Excerpted passage
He started to school at the Fairmount West Ward (Old Academy) and entered Fairmount High School in 1945 where he was very successful in sports, drama, art, and band. At graduation exercises in May of 1949, he received the dramatic, art, and athletic awards. He also placed first in the Indiana State Contest of the National Forensic League with his presentation of "The Madman" by Dickens, and sixth in the National contest held at Longmont, Colorado.

After graduation he enrolled in college in California (U.C.L.A.) where he majored in drama for two years before leaving U.C.L.A. for New York. Jimmy pounded the pavement of Broadway for two years seeking a "break" on the stage. His first role was in the play See the Jaguar with Arthur Kennedy and Constance Ford. Later, as the blackmailing Arab in The Immoralist, he won the Daniel Blum Award as the most promising newcomer of 1954 and a movie contract with Elia Kazan for East of Eden. He also appeard in some of the best TV programs, including Schlitze Playhouse, Studio One, and Kraft Theater.

Written problem
In the biographical passage above, reproduce word for word the stretch that begins at the words "He started to" and stops after "at Longmont, Colorado.".

Dataset section
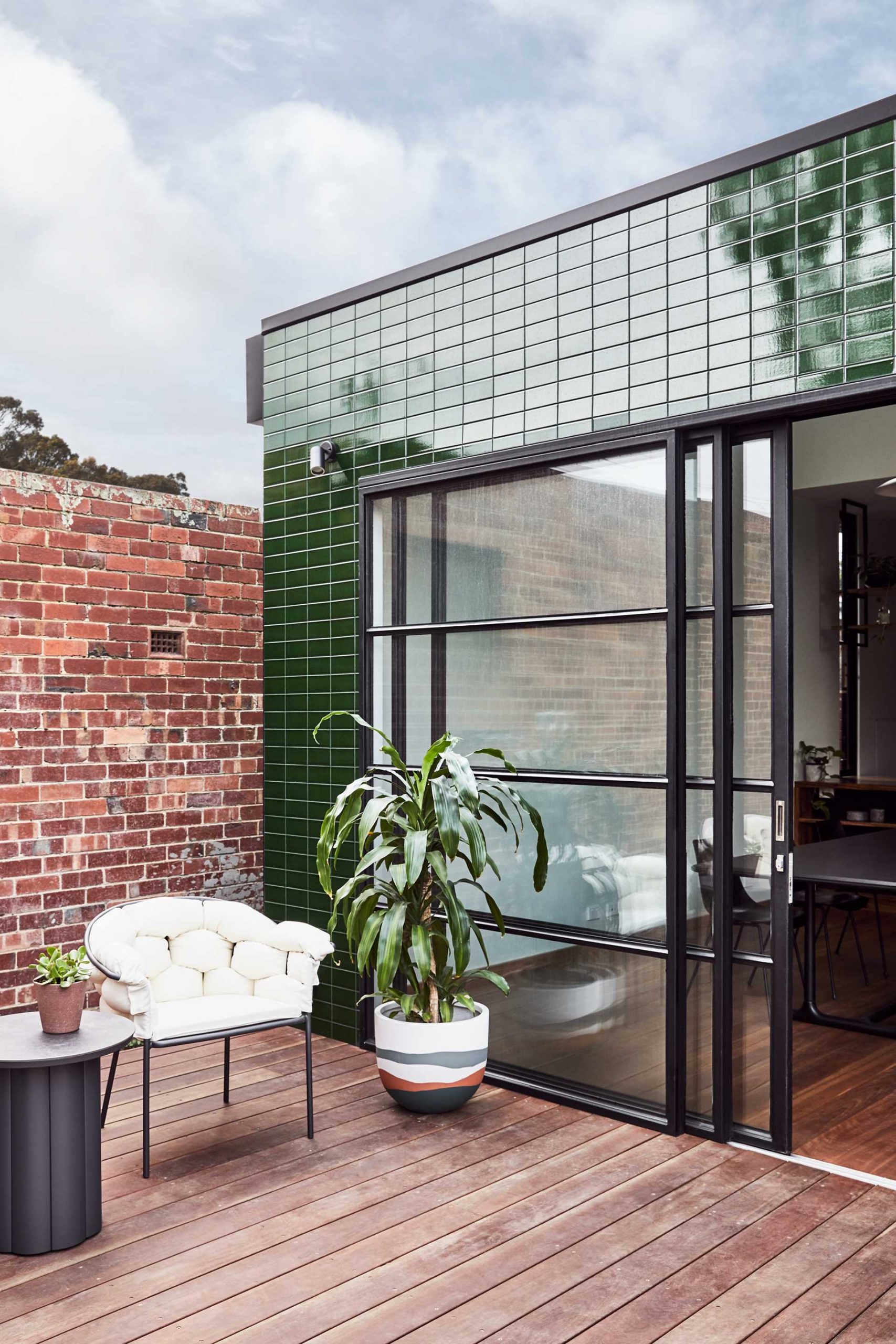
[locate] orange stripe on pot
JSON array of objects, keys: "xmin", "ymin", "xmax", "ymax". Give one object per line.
[{"xmin": 380, "ymin": 1065, "xmax": 485, "ymax": 1091}]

Answer
He started to school at the Fairmount West Ward (Old Academy) and entered Fairmount High School in 1945 where he was very successful in sports, drama, art, and band. At graduation exercises in May of 1949, he received the dramatic, art, and athletic awards. He also placed first in the Indiana State Contest of the National Forensic League with his presentation of "The Madman" by Dickens, and sixth in the National contest held at Longmont, Colorado.